*WHAT THE TASK REQUIRES*. What is needed is an exact transcription of every record, minus the pictures.
*** TASK MATERIAL Section Begins ***
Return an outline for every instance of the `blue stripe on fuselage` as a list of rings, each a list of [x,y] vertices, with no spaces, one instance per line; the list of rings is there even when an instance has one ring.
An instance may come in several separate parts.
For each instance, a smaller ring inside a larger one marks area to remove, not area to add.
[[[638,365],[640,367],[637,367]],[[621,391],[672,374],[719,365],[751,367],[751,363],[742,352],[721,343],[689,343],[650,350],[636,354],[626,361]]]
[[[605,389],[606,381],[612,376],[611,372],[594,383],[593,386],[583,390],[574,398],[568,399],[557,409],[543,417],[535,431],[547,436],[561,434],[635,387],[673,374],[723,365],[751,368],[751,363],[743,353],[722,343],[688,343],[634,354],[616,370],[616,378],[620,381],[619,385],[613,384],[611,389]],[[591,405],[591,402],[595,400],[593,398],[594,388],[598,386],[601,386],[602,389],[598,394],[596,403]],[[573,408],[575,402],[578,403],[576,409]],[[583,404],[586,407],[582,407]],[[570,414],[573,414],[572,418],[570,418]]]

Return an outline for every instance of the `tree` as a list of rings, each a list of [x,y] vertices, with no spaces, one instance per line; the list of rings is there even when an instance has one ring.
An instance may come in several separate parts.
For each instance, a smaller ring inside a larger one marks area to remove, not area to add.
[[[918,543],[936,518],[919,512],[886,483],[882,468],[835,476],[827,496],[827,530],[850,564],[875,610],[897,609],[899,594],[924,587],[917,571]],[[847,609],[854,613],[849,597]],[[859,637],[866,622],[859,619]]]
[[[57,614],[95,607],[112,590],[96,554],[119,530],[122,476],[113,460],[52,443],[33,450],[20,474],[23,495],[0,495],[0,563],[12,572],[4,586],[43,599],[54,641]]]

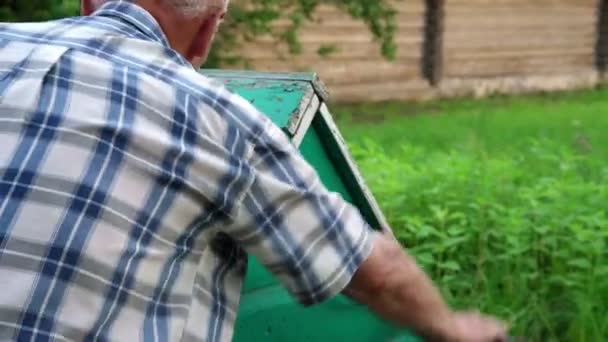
*** TASK MATERIAL Section Ends ***
*RESPONSE FOR THIS EXERCISE*.
Return an outline for every instance of the `blue stripe on fuselage` as a list of rings, each a list of [x,y] vertices, with no spaces, one instance per line; the list of rings is there even when an instance has one ring.
An instance may come in several separate parts.
For each instance, a smaller ring inside a larger one marks area to remove, not area to add.
[[[638,365],[640,367],[637,367]],[[621,391],[672,374],[719,365],[751,367],[751,363],[742,352],[721,343],[689,343],[650,350],[636,354],[626,361]]]
[[[605,389],[606,381],[612,376],[611,372],[594,383],[593,386],[583,390],[574,398],[568,399],[557,409],[543,417],[535,431],[547,436],[561,434],[635,387],[673,374],[723,365],[751,368],[751,363],[743,353],[722,343],[688,343],[634,354],[616,370],[616,378],[620,381],[619,385],[613,384],[611,389]],[[591,405],[591,402],[595,400],[593,398],[594,388],[598,386],[601,386],[602,389],[598,394],[596,403]],[[573,408],[575,402],[578,403],[576,409]],[[583,404],[586,407],[582,407]],[[570,414],[573,414],[572,418],[570,418]]]

Return an outline for every instance of the `tree` as a list of rings, each a list of [x,y] vertices, with no spaces, one instance per line; the list of rings is there even when an instance has one ring.
An instance may come in several separate parts.
For each instance, a smaller ring inside a larger one marks area to remove, not area to add.
[[[918,543],[936,518],[919,512],[886,483],[882,468],[835,476],[827,496],[827,530],[850,564],[875,610],[897,609],[899,594],[924,587],[917,571]],[[847,609],[854,613],[849,597]],[[859,637],[866,622],[859,619]]]
[[[57,614],[95,607],[112,590],[96,554],[119,530],[122,476],[113,460],[52,443],[33,450],[20,474],[23,495],[0,495],[0,563],[12,572],[4,586],[43,599],[54,641]]]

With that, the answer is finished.